» **Work instructions**
Every line below must be reproduced exactly; no pictures are to be included.

» **Material provided**

* * * *

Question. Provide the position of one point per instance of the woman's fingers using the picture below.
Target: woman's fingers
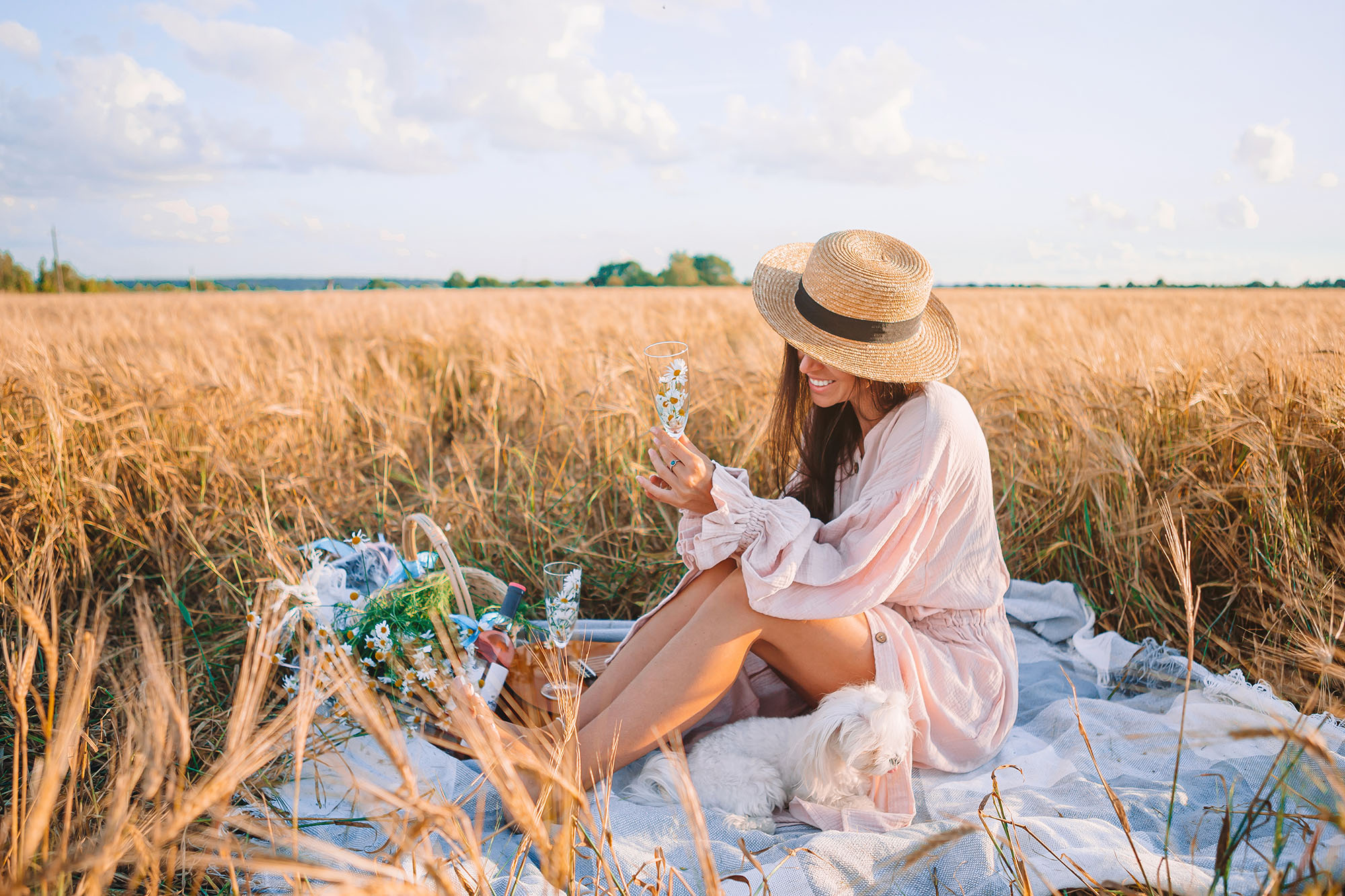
(688, 446)
(672, 448)
(661, 466)
(654, 491)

* * * *

» **Exercise result**
Question. Provide the position of one point per instance of the woman's fingers using the picture below.
Target: woman's fingers
(688, 446)
(672, 448)
(661, 466)
(654, 491)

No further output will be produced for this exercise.